■ Apply what you read ■
a) In the deadlift excerpt, at what height is the resistance band fastened to the support structure?
b) Quote the deadlift excerpt between "5. Banded Barbell" and "in the band.", inclusive.

■ Excerpted passage ■
⁂
5. Banded Barbell Romanian Deadlift
This variation helps add tension to the glutes in the standing position — a position where there is usually no resistance. The resistance band helps give a counterbalance to your torso and allows you to lean forward into the movement. It also gives you an external cue to help you bend your hips rather than rounding at the low back, improving your hip-hinging abilities.
The horizontal band position can help increase the load placed on the muscles across the range of motion. You can also use the band as a tactile cue — it pulls your hips backward, naturally encouraging you to fall into a picture-perfect hip hinge, and adds some much-needed tension to the top portion of the exercise.
How to Do It
- Fasten a resistance band to a support structure at waist height behind you, wrap it around your hips, and step forward until there is moderate tension in the band.
- Bend over to pick up a lightly-loaded barbell and assume a close hip-width stance.
⁂
■ Dataset entries ■
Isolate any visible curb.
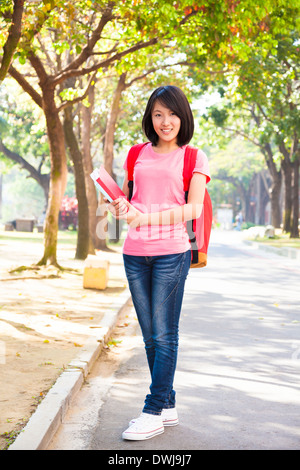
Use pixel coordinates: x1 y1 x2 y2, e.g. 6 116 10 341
243 240 300 260
8 288 131 450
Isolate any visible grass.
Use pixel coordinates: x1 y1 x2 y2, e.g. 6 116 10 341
0 230 77 246
246 233 300 249
0 227 124 248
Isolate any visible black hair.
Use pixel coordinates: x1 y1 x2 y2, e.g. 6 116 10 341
142 85 194 147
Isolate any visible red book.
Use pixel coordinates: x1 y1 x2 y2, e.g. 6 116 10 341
90 165 126 202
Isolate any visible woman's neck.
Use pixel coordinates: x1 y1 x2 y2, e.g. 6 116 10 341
152 141 179 153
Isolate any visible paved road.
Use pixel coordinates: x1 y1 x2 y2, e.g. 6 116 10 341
49 232 300 451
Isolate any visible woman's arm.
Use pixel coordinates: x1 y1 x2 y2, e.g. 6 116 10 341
112 173 206 227
122 171 129 197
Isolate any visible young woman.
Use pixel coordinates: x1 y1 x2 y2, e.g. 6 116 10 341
109 86 210 440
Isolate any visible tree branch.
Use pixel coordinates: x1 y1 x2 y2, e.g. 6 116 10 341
59 2 114 74
58 72 97 111
8 65 43 108
0 0 24 82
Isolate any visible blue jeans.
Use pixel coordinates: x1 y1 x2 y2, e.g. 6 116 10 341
123 250 191 415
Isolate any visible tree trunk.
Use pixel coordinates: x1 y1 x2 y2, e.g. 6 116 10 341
103 72 126 242
262 144 281 228
81 81 98 253
64 106 90 260
38 86 67 266
291 157 299 238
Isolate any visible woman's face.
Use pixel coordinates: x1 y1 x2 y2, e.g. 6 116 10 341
152 101 181 144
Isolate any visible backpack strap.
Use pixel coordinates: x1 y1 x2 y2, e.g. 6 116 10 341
183 145 198 264
183 145 198 193
127 142 148 201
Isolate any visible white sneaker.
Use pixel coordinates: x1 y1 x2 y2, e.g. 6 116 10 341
129 408 179 426
122 413 164 441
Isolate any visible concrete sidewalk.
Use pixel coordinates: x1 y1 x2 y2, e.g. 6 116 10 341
5 234 299 450
8 289 131 450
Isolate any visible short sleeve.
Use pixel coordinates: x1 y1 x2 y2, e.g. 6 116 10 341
193 150 211 183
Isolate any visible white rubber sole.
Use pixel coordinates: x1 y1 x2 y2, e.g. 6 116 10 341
122 426 164 441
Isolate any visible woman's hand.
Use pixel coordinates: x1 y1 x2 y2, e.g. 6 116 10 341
108 197 145 228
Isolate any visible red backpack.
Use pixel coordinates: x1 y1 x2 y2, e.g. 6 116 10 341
127 143 212 268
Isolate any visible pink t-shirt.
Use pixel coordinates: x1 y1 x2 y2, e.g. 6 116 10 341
123 143 210 256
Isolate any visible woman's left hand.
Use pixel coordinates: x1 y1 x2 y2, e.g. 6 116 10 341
108 197 143 228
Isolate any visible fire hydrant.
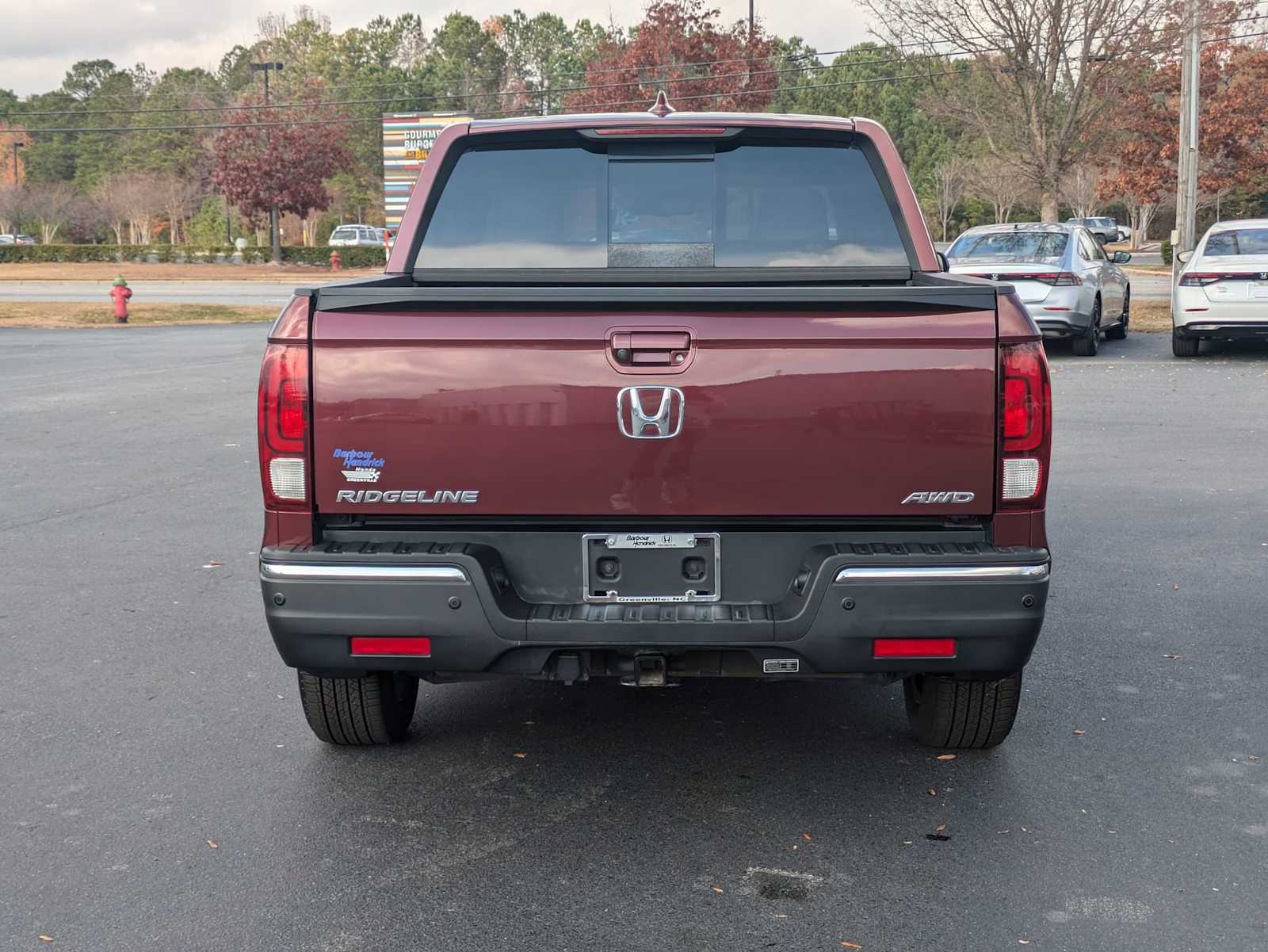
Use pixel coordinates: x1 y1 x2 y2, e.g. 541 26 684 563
110 273 132 324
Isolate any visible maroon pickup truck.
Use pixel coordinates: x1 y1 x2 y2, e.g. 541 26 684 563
258 109 1051 748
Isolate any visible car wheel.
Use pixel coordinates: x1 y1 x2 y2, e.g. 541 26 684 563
1106 288 1131 341
1171 331 1202 357
1074 298 1101 357
903 672 1022 749
300 671 418 747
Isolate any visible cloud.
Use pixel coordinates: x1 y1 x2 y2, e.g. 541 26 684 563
0 0 867 95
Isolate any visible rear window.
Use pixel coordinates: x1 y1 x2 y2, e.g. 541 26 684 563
947 232 1070 264
1202 228 1268 254
416 143 909 267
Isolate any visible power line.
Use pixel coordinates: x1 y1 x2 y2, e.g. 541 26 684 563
14 13 1268 118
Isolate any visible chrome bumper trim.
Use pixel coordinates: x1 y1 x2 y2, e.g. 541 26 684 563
835 563 1048 584
260 561 468 584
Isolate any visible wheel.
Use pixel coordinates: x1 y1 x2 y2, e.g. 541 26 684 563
1171 331 1201 357
903 672 1022 751
300 671 418 747
1074 298 1101 357
1106 288 1131 341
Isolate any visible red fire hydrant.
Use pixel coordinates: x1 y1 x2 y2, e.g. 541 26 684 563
110 273 132 324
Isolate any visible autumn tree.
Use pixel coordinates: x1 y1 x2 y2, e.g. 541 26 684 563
212 86 353 261
1098 18 1268 243
864 0 1175 222
567 0 780 112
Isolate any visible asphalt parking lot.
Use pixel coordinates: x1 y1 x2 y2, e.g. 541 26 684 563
0 324 1268 952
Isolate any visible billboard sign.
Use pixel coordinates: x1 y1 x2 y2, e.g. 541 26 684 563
383 113 471 231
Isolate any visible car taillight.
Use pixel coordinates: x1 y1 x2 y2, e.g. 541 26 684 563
258 298 308 510
999 341 1052 508
968 271 1083 285
1181 271 1255 288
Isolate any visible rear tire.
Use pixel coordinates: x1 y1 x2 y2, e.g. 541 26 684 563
300 671 418 747
1074 298 1101 357
1171 331 1202 357
903 672 1022 751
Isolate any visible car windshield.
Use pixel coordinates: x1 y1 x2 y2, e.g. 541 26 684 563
947 232 1070 264
1202 228 1268 256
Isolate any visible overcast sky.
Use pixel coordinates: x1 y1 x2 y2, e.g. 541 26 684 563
0 0 867 97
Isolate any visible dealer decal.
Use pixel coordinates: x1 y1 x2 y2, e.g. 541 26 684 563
334 489 479 504
334 449 384 483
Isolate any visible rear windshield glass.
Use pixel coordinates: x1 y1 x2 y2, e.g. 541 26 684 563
1203 228 1268 254
947 232 1070 264
416 144 909 267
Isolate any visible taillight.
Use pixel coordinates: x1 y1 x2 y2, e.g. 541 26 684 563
258 298 308 510
1181 271 1257 288
968 271 1083 286
999 341 1052 508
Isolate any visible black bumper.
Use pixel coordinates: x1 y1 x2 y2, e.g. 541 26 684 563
262 542 1050 681
1173 321 1268 341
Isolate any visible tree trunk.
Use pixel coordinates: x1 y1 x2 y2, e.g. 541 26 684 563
1038 189 1057 224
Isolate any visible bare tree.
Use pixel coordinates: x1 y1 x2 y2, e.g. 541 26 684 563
930 156 968 241
1060 162 1105 218
155 172 201 245
27 182 80 245
968 156 1031 224
864 0 1175 222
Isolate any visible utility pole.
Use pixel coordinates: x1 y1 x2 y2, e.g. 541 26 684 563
251 63 281 265
1171 0 1202 260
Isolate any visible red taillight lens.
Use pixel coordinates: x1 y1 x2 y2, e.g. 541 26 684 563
1181 271 1255 288
999 341 1052 508
256 298 308 510
351 635 431 658
873 637 955 658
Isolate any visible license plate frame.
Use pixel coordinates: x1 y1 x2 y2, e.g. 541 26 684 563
581 533 721 605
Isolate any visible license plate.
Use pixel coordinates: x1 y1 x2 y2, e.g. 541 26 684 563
582 533 721 603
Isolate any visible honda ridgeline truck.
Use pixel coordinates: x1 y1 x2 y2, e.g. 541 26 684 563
258 103 1051 748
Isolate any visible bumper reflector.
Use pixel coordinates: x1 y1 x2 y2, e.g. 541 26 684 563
353 635 431 658
1002 457 1038 499
269 457 304 499
873 637 955 658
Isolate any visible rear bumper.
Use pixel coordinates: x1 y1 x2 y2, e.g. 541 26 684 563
260 542 1050 681
1174 313 1268 341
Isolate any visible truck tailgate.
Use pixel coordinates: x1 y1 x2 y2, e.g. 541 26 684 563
312 305 998 518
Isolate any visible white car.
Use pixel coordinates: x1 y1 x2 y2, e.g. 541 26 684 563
326 224 383 248
947 222 1131 357
1171 218 1268 357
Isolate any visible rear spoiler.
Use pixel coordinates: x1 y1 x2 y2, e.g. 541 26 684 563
304 271 999 312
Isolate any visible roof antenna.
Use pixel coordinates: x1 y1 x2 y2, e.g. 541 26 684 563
648 89 677 119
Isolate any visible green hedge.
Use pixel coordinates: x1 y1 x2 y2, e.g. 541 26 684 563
0 245 385 267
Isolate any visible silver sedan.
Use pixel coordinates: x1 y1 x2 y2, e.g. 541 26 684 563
947 223 1131 357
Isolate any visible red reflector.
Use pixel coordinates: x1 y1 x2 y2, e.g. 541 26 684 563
353 635 431 658
873 637 955 658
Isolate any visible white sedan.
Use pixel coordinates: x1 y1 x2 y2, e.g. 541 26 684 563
1171 218 1268 357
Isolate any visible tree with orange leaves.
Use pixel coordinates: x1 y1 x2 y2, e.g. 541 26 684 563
567 0 778 112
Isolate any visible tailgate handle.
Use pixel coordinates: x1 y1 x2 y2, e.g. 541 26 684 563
611 331 691 366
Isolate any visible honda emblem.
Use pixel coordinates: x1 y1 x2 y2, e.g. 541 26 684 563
617 387 687 440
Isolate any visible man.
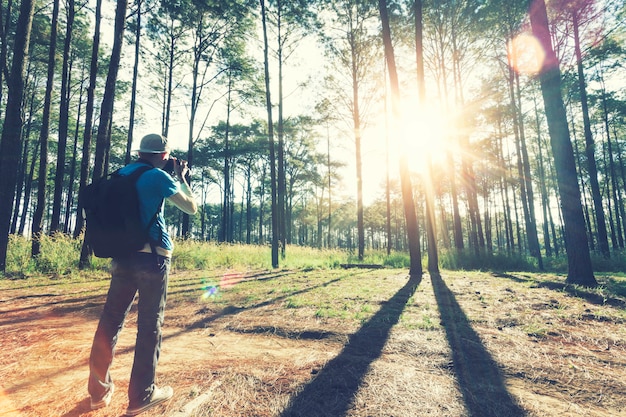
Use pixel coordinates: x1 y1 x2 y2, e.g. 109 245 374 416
88 134 198 416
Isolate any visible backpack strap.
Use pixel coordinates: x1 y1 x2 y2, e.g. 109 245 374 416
123 161 163 253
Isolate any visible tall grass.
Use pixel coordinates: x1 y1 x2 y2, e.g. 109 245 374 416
4 234 626 277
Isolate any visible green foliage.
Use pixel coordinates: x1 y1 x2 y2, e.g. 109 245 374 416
439 249 537 271
5 233 626 278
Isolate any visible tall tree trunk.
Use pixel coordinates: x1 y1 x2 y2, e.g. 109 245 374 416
0 0 35 272
259 0 279 268
31 0 62 257
79 0 128 267
0 0 13 122
50 0 75 234
220 78 232 242
74 0 102 242
276 0 288 258
9 85 37 234
529 0 598 287
533 96 552 258
413 0 439 274
515 72 544 271
572 11 611 259
93 0 128 179
124 0 142 164
64 61 85 234
378 0 423 278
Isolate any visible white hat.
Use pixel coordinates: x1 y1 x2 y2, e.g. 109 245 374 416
138 133 170 153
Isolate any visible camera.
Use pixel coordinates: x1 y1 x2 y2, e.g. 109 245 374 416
163 157 178 175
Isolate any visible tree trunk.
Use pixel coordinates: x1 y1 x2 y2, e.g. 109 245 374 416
79 0 128 267
50 0 74 234
413 0 439 274
0 0 35 272
530 0 598 287
378 0 423 278
31 0 62 257
0 0 13 122
572 11 611 259
276 0 287 258
124 0 142 165
74 0 102 242
259 0 279 268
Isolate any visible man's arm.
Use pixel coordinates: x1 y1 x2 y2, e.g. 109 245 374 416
168 161 198 214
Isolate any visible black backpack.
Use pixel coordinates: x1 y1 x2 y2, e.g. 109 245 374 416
79 165 158 258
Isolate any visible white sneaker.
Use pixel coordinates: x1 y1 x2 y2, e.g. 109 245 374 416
126 386 174 416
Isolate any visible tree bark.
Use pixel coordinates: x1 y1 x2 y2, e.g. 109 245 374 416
0 0 35 272
31 0 61 257
378 0 423 278
530 0 598 287
259 0 279 268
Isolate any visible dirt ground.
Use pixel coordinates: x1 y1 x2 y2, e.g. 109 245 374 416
0 270 626 417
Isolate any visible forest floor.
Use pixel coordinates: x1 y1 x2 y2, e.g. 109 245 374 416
0 269 626 417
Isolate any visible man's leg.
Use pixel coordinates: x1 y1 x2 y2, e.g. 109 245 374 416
128 253 171 410
88 261 137 403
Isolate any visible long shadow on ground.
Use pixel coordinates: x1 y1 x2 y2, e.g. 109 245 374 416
281 279 421 417
431 273 526 417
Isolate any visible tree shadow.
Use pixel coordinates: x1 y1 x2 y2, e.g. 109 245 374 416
492 273 626 309
430 273 526 417
281 278 421 417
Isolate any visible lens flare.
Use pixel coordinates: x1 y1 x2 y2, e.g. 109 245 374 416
202 272 244 300
508 33 546 75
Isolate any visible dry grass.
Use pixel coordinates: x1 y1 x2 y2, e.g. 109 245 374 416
0 269 626 417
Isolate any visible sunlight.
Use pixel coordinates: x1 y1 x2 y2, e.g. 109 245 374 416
395 100 455 174
508 33 546 75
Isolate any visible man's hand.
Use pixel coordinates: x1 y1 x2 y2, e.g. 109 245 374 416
174 159 189 181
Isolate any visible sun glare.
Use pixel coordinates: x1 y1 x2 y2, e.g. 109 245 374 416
508 33 546 75
396 103 455 174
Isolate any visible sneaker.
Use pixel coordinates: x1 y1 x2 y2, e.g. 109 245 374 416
91 382 115 410
126 386 174 416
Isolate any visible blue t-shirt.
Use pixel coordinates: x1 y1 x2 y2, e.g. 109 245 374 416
120 162 180 250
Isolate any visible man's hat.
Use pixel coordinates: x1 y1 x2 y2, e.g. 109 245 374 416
138 133 170 153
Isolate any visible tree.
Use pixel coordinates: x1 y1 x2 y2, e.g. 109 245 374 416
79 0 128 266
378 0 422 278
0 0 35 272
325 0 380 260
31 0 61 256
570 2 611 258
529 0 598 287
259 0 280 268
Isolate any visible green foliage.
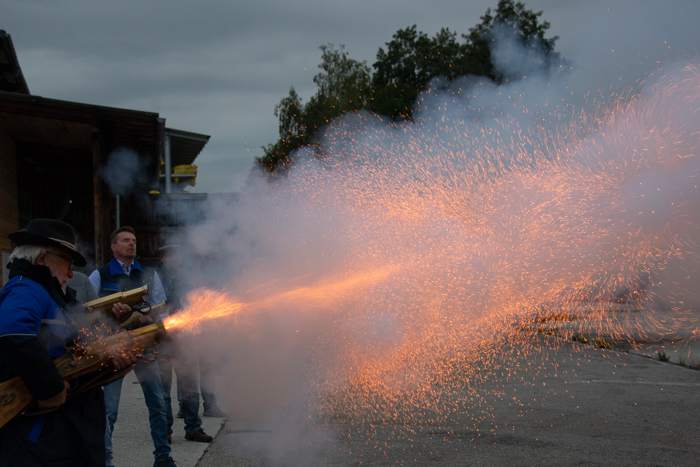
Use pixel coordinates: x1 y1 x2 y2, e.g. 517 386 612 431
258 0 565 172
258 44 370 172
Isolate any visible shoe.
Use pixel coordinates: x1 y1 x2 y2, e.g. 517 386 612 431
185 428 214 443
153 456 177 467
202 404 226 418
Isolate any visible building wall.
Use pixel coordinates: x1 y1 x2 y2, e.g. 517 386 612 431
0 130 19 284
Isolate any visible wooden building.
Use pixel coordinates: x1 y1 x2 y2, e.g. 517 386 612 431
0 30 209 283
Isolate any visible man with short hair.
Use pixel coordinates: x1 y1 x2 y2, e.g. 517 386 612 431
0 219 136 466
90 226 175 467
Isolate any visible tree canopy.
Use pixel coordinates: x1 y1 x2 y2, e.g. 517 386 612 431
257 0 563 173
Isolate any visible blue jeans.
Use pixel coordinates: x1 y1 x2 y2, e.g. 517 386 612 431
103 359 170 466
158 342 202 435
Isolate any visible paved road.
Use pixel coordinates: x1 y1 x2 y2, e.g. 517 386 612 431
197 337 700 467
112 371 224 467
115 306 700 467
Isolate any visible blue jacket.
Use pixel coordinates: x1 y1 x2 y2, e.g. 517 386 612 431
0 260 106 466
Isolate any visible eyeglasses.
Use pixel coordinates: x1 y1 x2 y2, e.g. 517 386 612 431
46 251 73 268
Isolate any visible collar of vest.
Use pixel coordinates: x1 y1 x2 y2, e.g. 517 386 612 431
109 258 143 276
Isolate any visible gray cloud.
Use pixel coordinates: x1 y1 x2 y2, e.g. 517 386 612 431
0 0 700 192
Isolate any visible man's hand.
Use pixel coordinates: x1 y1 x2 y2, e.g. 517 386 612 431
139 315 153 325
112 302 132 323
107 350 138 370
37 381 70 410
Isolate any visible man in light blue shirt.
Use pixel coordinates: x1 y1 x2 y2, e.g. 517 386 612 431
90 226 175 467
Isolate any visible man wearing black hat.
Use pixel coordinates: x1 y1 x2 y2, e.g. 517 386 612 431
0 219 135 466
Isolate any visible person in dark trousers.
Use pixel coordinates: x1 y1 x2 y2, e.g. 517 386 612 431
158 244 213 443
90 226 175 467
0 219 136 467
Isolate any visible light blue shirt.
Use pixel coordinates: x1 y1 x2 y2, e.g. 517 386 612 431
90 258 166 305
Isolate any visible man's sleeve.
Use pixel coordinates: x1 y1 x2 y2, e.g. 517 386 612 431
0 335 64 400
0 284 63 400
90 269 102 295
149 271 167 305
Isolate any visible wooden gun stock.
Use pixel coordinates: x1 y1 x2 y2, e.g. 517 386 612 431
0 322 165 428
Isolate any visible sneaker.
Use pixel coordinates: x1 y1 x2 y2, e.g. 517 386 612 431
185 428 214 443
153 456 177 467
202 404 226 418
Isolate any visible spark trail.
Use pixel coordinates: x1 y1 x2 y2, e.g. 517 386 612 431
178 63 700 462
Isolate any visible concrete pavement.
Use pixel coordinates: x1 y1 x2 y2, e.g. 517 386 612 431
114 310 700 467
197 335 700 467
112 371 224 467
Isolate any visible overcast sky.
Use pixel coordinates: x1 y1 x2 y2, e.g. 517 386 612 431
0 0 700 193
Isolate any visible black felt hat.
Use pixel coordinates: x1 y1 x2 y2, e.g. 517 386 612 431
8 219 87 266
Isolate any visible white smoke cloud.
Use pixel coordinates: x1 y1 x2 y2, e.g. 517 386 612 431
170 26 700 465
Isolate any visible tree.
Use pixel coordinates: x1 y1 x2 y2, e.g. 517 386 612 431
369 24 465 120
258 44 370 172
459 0 563 83
258 0 565 172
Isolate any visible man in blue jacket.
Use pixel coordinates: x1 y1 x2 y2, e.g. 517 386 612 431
90 226 212 467
0 219 136 466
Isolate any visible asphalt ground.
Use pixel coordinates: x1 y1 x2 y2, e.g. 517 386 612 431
114 310 700 467
197 336 700 467
112 371 224 467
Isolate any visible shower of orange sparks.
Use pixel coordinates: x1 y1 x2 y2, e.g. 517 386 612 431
163 266 396 331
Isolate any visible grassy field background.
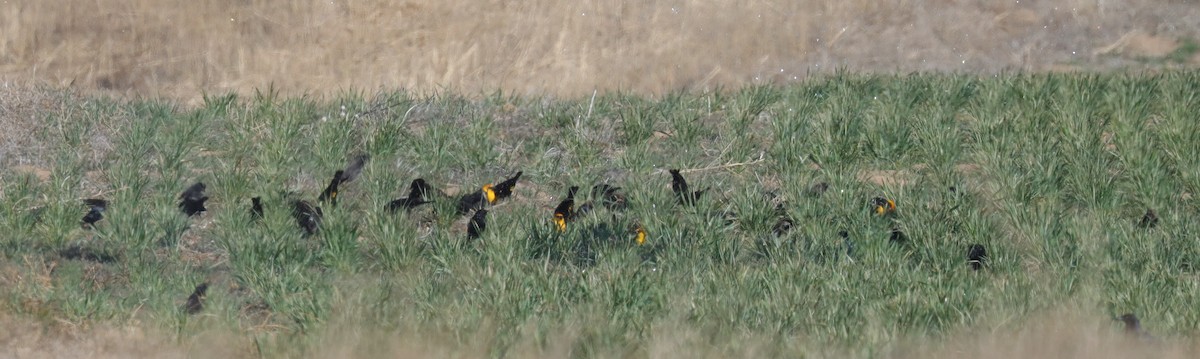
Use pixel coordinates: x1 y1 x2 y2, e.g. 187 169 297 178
0 0 1200 104
0 71 1200 358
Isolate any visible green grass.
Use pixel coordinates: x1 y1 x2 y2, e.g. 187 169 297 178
0 71 1200 357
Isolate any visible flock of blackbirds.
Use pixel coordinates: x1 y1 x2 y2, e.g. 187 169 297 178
64 155 1158 337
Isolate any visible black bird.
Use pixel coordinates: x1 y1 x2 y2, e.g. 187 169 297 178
317 169 346 205
458 185 496 215
338 155 371 184
554 186 580 232
888 225 908 244
292 201 324 234
671 169 707 205
871 197 896 215
804 183 829 197
1138 208 1158 228
1117 313 1154 341
184 283 209 315
590 184 626 211
388 179 433 211
458 170 522 215
770 203 796 237
79 198 108 228
967 244 988 270
179 183 209 216
467 209 487 239
250 197 263 221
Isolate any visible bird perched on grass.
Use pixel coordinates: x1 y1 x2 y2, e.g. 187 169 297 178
184 283 209 315
770 203 796 237
250 197 263 221
1138 208 1158 228
458 170 522 215
79 198 108 228
467 209 487 239
671 169 707 205
317 155 371 205
1117 313 1157 341
292 201 324 235
388 178 433 211
967 244 988 270
179 183 209 216
554 186 580 232
871 197 896 216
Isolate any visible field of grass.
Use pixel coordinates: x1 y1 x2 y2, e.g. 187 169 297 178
0 71 1200 358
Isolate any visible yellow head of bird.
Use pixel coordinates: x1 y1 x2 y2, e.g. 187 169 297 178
554 214 566 232
482 184 496 204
⁂
■ Answer section ■
a) At waist height, behind you.

b)
5. Banded Barbell Romanian Deadlift
This variation helps add tension to the glutes in the standing position — a position where there is usually no resistance. The resistance band helps give a counterbalance to your torso and allows you to lean forward into the movement. It also gives you an external cue to help you bend your hips rather than rounding at the low back, improving your hip-hinging abilities.
The horizontal band position can help increase the load placed on the muscles across the range of motion. You can also use the band as a tactile cue — it pulls your hips backward, naturally encouraging you to fall into a picture-perfect hip hinge, and adds some much-needed tension to the top portion of the exercise.
How to Do It
- Fasten a resistance band to a support structure at waist height behind you, wrap it around your hips, and step forward until there is moderate tension in the band.